(Supplied records begins)

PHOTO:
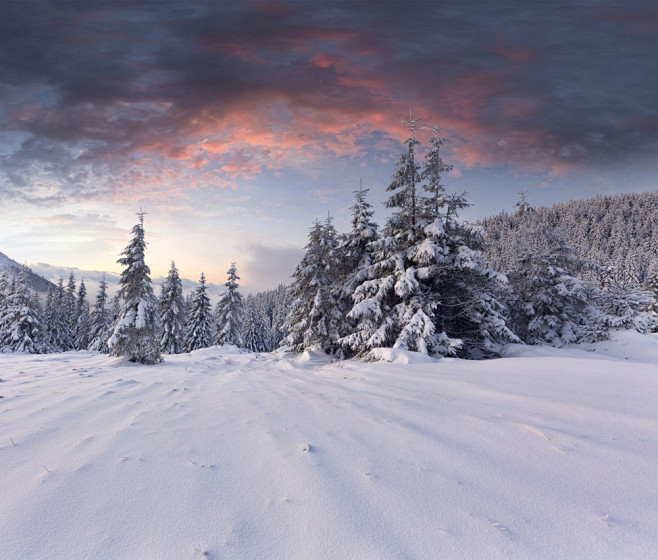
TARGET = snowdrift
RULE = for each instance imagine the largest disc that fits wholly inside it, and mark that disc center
(545, 453)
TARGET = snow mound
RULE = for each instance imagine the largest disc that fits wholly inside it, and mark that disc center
(397, 356)
(215, 454)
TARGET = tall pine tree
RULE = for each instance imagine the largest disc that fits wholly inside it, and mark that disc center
(199, 322)
(137, 326)
(229, 311)
(101, 321)
(172, 313)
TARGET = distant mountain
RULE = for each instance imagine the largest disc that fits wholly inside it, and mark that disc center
(34, 281)
(92, 280)
(619, 231)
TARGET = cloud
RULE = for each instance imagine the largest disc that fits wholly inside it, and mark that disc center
(264, 265)
(138, 100)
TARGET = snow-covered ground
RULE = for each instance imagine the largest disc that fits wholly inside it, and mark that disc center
(545, 453)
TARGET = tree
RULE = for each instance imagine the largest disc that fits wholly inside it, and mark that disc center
(355, 249)
(427, 290)
(101, 321)
(83, 320)
(172, 313)
(136, 329)
(57, 331)
(70, 310)
(397, 305)
(651, 285)
(20, 320)
(553, 305)
(199, 327)
(314, 317)
(228, 312)
(254, 332)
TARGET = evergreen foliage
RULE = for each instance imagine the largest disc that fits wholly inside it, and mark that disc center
(229, 311)
(136, 329)
(20, 318)
(314, 318)
(83, 319)
(199, 322)
(101, 321)
(254, 332)
(172, 313)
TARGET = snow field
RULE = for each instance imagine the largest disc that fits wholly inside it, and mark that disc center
(546, 453)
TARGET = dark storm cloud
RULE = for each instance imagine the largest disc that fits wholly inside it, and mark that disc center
(91, 87)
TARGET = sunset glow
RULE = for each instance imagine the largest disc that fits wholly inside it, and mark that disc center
(234, 125)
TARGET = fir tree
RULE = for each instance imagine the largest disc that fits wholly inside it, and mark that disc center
(228, 312)
(136, 329)
(199, 327)
(71, 310)
(427, 290)
(83, 320)
(355, 250)
(651, 285)
(553, 305)
(254, 331)
(101, 321)
(172, 313)
(20, 320)
(59, 336)
(314, 317)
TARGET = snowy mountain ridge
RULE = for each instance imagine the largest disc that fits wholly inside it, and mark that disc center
(35, 281)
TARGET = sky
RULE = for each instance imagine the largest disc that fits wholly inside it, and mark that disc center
(235, 125)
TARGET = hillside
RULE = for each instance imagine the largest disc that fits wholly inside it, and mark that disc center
(619, 231)
(546, 453)
(35, 282)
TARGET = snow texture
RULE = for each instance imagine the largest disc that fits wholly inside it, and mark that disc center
(547, 453)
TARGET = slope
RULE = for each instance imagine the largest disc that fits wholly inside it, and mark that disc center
(546, 453)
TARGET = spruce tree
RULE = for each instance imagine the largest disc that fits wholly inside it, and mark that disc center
(136, 329)
(71, 310)
(254, 331)
(355, 250)
(83, 319)
(172, 313)
(651, 285)
(21, 319)
(554, 305)
(427, 290)
(229, 311)
(314, 317)
(199, 324)
(59, 336)
(101, 321)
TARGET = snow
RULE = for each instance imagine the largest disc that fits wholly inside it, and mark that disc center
(546, 453)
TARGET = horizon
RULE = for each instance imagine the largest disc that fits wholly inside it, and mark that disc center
(235, 126)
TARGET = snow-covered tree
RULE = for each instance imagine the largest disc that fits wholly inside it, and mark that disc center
(254, 330)
(21, 319)
(199, 322)
(71, 309)
(101, 321)
(554, 305)
(624, 307)
(314, 318)
(57, 331)
(172, 313)
(136, 329)
(228, 312)
(355, 250)
(651, 285)
(427, 290)
(83, 319)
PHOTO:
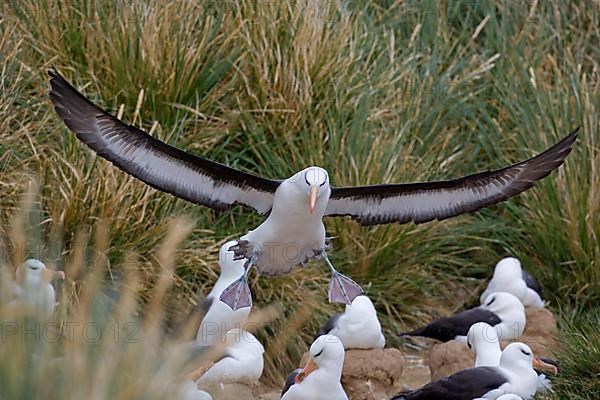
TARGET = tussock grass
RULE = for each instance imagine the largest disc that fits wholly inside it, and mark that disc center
(374, 91)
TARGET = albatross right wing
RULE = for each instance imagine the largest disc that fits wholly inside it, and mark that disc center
(161, 166)
(425, 201)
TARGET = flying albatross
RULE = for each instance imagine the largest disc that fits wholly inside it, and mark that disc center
(293, 232)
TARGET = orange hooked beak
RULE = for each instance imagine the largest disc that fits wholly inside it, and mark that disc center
(50, 275)
(540, 364)
(309, 368)
(313, 197)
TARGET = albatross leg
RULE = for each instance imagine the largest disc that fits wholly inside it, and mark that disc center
(342, 289)
(238, 295)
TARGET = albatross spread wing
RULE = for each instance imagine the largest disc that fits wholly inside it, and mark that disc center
(161, 166)
(422, 202)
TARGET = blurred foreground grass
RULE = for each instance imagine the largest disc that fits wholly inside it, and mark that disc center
(374, 91)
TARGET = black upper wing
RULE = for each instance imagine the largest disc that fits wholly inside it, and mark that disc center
(161, 166)
(448, 328)
(421, 202)
(468, 384)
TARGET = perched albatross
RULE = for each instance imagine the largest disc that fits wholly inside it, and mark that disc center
(243, 362)
(293, 232)
(514, 375)
(320, 378)
(33, 291)
(483, 340)
(358, 327)
(501, 310)
(510, 277)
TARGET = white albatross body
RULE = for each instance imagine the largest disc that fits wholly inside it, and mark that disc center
(321, 377)
(188, 390)
(514, 375)
(358, 327)
(508, 277)
(243, 362)
(292, 234)
(483, 340)
(220, 318)
(33, 292)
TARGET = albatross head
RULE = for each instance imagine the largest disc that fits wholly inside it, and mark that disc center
(483, 338)
(519, 357)
(34, 272)
(314, 182)
(327, 354)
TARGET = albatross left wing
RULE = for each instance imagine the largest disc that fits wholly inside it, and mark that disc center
(161, 166)
(422, 202)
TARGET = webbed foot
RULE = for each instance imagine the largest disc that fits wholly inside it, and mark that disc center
(237, 295)
(342, 289)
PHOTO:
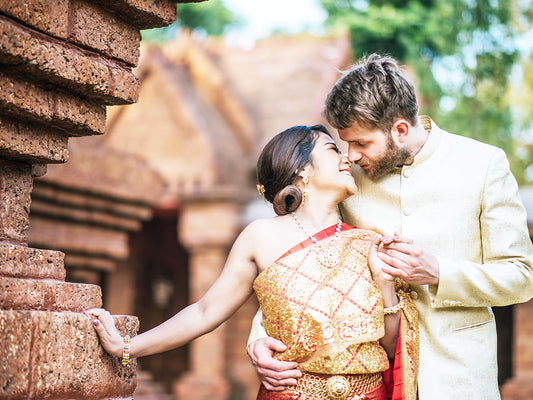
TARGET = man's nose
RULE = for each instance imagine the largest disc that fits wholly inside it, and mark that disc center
(353, 154)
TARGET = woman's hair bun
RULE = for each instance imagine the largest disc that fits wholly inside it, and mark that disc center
(287, 200)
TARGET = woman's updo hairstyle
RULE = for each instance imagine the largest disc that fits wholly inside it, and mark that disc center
(284, 156)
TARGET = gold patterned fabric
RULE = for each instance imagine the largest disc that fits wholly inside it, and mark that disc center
(330, 318)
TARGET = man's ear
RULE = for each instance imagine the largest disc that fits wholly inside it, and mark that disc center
(400, 129)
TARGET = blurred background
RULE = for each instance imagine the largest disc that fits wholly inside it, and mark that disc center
(150, 209)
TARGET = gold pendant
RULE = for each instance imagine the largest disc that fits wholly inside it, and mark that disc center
(329, 256)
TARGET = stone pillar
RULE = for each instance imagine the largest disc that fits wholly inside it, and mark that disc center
(207, 229)
(62, 63)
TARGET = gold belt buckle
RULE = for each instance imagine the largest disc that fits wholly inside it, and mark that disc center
(338, 387)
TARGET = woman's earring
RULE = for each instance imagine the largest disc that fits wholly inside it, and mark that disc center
(305, 193)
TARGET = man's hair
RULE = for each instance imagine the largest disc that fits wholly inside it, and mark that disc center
(374, 94)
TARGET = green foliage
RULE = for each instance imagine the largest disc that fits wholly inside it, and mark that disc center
(208, 17)
(475, 36)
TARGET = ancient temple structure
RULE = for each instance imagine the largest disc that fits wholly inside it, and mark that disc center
(61, 63)
(141, 219)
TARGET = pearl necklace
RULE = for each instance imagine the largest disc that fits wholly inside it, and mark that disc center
(330, 255)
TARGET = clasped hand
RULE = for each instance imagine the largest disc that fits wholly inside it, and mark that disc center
(109, 335)
(406, 260)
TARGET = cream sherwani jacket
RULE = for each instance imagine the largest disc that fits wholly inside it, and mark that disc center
(459, 201)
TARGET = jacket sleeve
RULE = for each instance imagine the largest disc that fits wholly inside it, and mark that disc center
(505, 275)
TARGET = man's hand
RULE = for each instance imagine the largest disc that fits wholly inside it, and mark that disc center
(408, 261)
(273, 374)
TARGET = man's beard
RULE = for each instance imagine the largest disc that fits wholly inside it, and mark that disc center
(393, 157)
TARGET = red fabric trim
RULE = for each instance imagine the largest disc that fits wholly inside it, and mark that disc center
(323, 234)
(393, 377)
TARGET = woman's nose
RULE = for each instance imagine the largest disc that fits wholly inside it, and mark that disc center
(346, 159)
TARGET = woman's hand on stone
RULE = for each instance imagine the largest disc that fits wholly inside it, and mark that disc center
(110, 337)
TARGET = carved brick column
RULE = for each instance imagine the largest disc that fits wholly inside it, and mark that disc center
(208, 227)
(61, 63)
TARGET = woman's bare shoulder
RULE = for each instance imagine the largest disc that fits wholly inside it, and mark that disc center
(262, 227)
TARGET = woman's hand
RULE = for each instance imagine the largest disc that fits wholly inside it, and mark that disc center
(377, 265)
(275, 375)
(109, 335)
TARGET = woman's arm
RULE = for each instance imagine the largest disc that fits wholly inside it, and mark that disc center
(226, 295)
(385, 283)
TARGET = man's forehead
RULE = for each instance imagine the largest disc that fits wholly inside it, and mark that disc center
(357, 132)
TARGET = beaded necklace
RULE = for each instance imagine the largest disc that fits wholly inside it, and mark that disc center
(330, 255)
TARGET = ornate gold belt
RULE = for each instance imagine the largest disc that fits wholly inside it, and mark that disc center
(337, 387)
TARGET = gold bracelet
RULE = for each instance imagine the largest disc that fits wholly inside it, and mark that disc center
(393, 309)
(126, 350)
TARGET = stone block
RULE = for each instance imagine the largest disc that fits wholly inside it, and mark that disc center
(15, 188)
(16, 329)
(58, 356)
(144, 14)
(49, 16)
(94, 27)
(53, 61)
(25, 262)
(76, 116)
(68, 361)
(47, 295)
(32, 143)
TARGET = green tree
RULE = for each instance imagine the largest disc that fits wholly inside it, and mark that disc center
(208, 17)
(461, 51)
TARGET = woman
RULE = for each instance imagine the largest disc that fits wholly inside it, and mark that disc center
(339, 320)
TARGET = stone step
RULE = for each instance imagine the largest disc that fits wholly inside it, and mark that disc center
(25, 262)
(57, 355)
(48, 295)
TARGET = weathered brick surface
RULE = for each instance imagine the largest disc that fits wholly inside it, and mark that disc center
(55, 62)
(50, 16)
(15, 189)
(81, 23)
(143, 14)
(15, 345)
(58, 356)
(47, 295)
(76, 116)
(103, 31)
(32, 143)
(25, 262)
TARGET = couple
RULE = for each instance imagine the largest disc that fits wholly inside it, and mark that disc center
(464, 247)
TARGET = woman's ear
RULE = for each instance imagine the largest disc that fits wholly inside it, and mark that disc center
(400, 129)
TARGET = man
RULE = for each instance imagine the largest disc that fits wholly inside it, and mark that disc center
(454, 224)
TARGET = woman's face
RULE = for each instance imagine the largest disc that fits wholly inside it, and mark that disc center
(331, 170)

(Supplied records ends)

## [Exercise instructions]
Filter the records for the word "wing" and show every line that has it.

## [Exercise answer]
TARGET = albatross right wing
TARGET = albatross spread wing
TARGET = black upper wing
TARGET = albatross left wing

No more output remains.